QUESTIONS »
1) From the article on the K5 security robot, transcribe the passage starting with "The K5 can also" and going on through "Knightscope representatives said.".
2) Carry the article on the K5 security robot forward from the point at which it currently ends.

TEXT UNDER STUDY »
====

Robot Police

Will you obey robots?

  • I will bow to tryanny.

    Votes: 0 0.0%

  • Total voters
    3

Will E Worm

Conspiracy...
Real-Life 'RoboCop' May Be Coming to a Street Near You


Robot security guards are staples of most futuristic sci-fi movies, video games and TV shows. They exist in real life as well, though the sight of a security robot patrolling the streets is far from common.

The K5 Beta, a just-unveiled prototype from California-based company Knightscope, might change all that.

A bullet-shaped robot that stands about 5 feet (1.5 meters) tall, the K5 looks a lot like the droid R2-D2 from the "Star Wars" films. The K5 might not have all the features of its counterpart from a galaxy far, far away. But what it does have, Knightscope representatives said, is an onboard sensor array that can see, hear, touch and smell its surroundings.


The K5 can also combine that sensory data with "existing raw business, government and crowdsourced social data sets, and subsequently assigns an alert level that determines when a business, community or authorities should be notified of a concern," according to Knightscope's press release.

In other words, the K5 is supposed to combine its observations with public data on the social and financial statistics of its surroundings, and use the information to predict if, when and where a crime is likely to occur.
If the K5 does detect that an "incident" is occurring, it makes all of its sensor data publicly available via Wi-Fi, "to allow the entire community to review the information transparently and contribute additional relevant, real-time information," Knightscope representatives said.

Crowdsourced crime investigations have their pros and cons, as anyone who followed the immediate aftermath of the Boston Marathon bombing knows well. Using Twitter, Boston residents were able to inform others about the events surrounding the attack and help identify the alleged bomber, but not before an innocent person was publicly named as a suspect. Presumably, the K5's software will be able to sift through crowdsourced data to find the most valuable information.

====

RAW DATA »
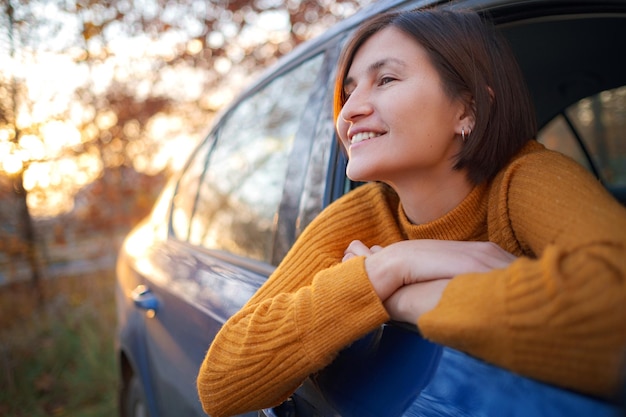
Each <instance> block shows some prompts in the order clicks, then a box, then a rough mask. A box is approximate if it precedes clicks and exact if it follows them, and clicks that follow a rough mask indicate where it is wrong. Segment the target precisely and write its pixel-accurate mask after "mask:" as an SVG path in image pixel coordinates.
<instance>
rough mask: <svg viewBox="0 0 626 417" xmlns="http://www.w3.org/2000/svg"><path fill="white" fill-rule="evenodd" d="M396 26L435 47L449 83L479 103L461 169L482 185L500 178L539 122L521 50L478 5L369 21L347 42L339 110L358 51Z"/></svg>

====

EXPECTED RESULTS »
1)
The K5 can also combine that sensory data with "existing raw business, government and crowdsourced social data sets, and subsequently assigns an alert level that determines when a business, community or authorities should be notified of a concern," according to Knightscope's press release.

In other words, the K5 is supposed to combine its observations with public data on the social and financial statistics of its surroundings, and use the information to predict if, when and where a crime is likely to occur.
If the K5 does detect that an "incident" is occurring, it makes all of its sensor data publicly available via Wi-Fi, "to allow the entire community to review the information transparently and contribute additional relevant, real-time information," Knightscope representatives said.

2)
The company was founded in response to another deadly incident that gained national attention: the shooting massacre at Sandy Hook Elementary School in Newtown, Conn., in December 2012.

"Our long-term goal is to show that, with a combination of hardware, software and community involvement, we will, together, be able to cut crime," Knightscope CEO William Santana Li said in a statement.

Many people aren't comfortable with the idea of human police officers carrying video cameras or amassing a private database of footage, so it's unlikely that the public would approve of camera-toting robots. The K5's ability to make its collected data publicly available is intended, in part, to assuage those concerns, as Li told The New York Times. The idea is that people will feel more comfortable if the data the K5 collects is in everyone's hands, and not just the police or a private group.

What's more, Knightscope representatives said the K5 will be able to save money. The robot operates at a cost of about $6.25 per hour, the New York Times reports — more than a dollar below the U.S. minimum hourly wage.

The K5 has just reached beta testing, with no word on when it might become commercially available. However, "initial test deployments" are scheduled for 2014, so the sight of a robotic security guard rolling through a school, mall, museum or city street might not be that far off.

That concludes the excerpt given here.